- What you should do
Give the number of lines in the listing that hold the word "bark". Write nothing but that number.

- Material to process
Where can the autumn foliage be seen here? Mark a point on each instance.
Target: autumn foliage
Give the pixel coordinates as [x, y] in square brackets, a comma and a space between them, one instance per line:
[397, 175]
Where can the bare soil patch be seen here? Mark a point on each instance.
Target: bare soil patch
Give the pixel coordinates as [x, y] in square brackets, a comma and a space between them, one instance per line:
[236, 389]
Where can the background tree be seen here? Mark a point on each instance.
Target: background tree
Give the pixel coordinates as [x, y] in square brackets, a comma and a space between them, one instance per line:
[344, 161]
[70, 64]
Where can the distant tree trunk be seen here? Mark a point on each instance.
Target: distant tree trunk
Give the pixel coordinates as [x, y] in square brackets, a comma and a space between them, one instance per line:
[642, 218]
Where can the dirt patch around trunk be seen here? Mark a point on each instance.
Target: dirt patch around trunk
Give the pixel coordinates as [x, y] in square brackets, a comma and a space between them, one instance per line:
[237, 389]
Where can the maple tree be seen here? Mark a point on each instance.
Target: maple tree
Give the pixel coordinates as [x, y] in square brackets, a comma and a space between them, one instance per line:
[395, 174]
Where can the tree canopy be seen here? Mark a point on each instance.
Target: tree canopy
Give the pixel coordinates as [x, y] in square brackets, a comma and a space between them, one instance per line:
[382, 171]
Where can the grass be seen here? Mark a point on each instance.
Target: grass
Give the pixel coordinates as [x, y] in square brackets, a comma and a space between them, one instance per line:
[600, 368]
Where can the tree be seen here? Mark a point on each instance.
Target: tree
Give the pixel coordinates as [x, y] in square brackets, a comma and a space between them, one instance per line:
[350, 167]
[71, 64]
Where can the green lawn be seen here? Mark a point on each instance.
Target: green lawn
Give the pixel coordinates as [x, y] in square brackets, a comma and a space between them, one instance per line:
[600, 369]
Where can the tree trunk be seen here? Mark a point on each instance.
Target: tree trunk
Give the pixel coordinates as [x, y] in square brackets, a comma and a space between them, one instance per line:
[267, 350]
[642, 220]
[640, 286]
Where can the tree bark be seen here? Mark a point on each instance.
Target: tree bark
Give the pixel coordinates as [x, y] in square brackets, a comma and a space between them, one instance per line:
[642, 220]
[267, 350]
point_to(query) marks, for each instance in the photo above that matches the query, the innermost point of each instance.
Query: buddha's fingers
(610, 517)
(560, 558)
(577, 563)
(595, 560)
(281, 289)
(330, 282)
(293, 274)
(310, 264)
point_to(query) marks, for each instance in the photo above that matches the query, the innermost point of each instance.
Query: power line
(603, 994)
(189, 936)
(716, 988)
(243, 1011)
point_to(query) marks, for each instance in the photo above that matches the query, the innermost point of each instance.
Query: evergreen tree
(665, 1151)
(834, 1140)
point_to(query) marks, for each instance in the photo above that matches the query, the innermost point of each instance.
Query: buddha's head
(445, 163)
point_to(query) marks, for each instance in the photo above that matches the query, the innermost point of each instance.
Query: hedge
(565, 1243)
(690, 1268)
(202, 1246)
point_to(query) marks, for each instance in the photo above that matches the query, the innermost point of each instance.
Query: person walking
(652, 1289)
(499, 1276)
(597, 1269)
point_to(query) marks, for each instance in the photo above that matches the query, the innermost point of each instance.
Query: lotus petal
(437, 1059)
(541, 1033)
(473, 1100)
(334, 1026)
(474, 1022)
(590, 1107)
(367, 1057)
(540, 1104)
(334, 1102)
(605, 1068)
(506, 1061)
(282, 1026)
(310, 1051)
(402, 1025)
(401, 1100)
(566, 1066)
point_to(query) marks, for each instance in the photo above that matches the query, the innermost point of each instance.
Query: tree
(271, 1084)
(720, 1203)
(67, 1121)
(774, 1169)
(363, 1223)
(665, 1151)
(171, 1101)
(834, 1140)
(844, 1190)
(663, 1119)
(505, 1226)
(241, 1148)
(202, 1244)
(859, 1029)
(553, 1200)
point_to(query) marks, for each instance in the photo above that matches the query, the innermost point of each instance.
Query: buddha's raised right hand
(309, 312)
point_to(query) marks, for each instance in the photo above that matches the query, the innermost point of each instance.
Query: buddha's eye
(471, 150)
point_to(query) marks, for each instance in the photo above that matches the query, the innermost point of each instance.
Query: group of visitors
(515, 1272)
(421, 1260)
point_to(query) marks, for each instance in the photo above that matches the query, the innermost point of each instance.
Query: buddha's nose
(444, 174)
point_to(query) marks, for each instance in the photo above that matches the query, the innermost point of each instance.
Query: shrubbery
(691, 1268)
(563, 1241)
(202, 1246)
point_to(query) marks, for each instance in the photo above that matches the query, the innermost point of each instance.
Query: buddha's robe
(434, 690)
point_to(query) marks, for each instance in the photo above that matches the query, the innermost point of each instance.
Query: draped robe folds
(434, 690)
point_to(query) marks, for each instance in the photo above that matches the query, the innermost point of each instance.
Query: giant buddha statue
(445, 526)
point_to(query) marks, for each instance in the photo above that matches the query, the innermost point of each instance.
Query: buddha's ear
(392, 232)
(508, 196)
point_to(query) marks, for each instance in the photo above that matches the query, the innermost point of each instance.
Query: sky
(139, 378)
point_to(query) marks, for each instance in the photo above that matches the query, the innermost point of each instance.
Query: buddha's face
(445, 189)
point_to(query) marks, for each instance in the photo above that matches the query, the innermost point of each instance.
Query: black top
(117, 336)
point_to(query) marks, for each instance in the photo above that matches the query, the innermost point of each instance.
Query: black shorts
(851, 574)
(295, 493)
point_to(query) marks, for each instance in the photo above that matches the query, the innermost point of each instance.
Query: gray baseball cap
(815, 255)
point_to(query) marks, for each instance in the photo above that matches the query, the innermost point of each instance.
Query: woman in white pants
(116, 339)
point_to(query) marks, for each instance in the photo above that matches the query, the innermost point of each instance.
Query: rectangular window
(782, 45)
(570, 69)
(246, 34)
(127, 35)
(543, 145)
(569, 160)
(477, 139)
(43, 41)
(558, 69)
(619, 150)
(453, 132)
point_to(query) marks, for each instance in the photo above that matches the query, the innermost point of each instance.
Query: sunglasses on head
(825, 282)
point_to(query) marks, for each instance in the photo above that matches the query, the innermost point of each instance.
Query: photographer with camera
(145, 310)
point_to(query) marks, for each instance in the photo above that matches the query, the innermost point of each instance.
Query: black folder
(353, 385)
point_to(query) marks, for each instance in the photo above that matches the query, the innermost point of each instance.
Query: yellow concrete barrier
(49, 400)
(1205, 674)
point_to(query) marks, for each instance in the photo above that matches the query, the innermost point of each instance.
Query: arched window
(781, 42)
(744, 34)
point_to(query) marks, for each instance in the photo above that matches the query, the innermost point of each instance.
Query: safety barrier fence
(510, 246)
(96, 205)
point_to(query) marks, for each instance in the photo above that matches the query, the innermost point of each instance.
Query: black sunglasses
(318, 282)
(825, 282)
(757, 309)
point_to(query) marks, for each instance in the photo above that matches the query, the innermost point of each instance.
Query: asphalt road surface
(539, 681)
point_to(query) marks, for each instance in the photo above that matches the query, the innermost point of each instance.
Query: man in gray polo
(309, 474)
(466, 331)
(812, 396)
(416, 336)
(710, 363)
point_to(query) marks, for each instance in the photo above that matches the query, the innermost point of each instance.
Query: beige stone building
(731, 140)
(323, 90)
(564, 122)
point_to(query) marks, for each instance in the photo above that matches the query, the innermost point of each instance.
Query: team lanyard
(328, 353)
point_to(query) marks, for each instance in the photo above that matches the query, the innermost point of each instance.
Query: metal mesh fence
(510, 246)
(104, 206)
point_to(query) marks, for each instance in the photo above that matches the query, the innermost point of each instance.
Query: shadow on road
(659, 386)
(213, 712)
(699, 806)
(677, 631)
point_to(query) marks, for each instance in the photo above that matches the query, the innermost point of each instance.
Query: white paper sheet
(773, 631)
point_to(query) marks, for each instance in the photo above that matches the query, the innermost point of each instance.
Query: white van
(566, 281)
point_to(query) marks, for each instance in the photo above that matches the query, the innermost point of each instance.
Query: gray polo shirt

- Task answer
2